## Goal of the exercise
Gather every line in the items below that contains the word "mountain" and copy each of those lines unchanged.

## Raw records

++++++++

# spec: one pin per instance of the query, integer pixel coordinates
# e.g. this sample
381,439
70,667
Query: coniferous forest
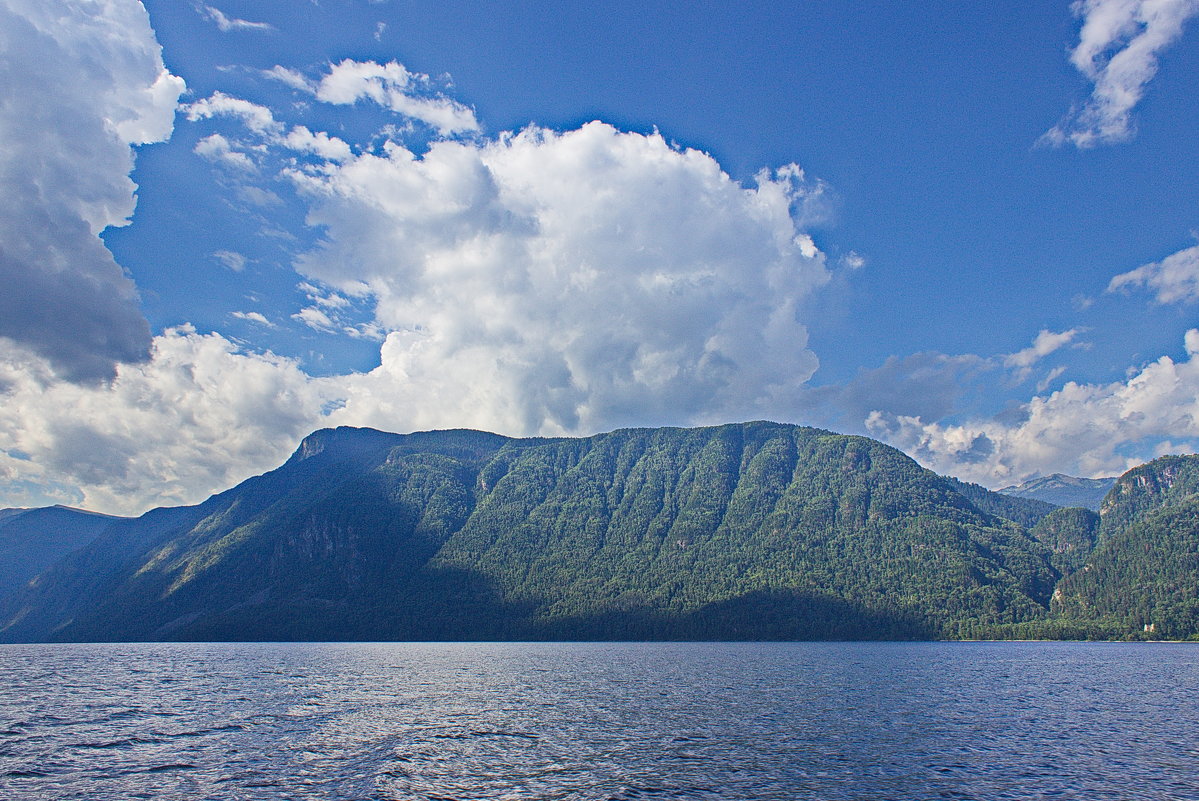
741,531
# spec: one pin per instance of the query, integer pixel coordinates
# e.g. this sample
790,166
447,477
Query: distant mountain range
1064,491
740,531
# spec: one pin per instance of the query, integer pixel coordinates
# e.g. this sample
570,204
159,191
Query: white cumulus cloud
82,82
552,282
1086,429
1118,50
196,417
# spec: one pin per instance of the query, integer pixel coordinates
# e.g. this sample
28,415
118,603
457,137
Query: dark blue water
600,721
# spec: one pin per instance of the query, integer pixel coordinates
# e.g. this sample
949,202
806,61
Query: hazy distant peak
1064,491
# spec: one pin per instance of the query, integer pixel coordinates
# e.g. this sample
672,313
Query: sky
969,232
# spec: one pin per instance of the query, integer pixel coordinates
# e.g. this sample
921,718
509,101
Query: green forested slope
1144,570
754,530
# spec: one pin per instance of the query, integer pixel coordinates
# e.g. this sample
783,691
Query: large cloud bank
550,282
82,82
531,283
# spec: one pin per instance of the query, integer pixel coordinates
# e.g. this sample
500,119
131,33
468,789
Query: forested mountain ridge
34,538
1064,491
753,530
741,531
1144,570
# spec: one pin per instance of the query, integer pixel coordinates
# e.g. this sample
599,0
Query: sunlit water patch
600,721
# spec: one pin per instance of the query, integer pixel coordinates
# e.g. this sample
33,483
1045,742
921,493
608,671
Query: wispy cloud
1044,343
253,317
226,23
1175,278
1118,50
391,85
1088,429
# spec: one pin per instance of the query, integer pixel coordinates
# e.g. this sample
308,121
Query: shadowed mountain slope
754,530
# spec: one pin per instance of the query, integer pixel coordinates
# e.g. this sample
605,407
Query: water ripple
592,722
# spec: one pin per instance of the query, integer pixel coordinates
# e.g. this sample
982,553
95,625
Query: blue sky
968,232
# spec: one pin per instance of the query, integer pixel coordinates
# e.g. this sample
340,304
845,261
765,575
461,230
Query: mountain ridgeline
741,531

++++++++

## Task answer
Query: distant mountain range
Query: forested mountain ridge
Query: shadowed mountain slope
Query: mountain ridgeline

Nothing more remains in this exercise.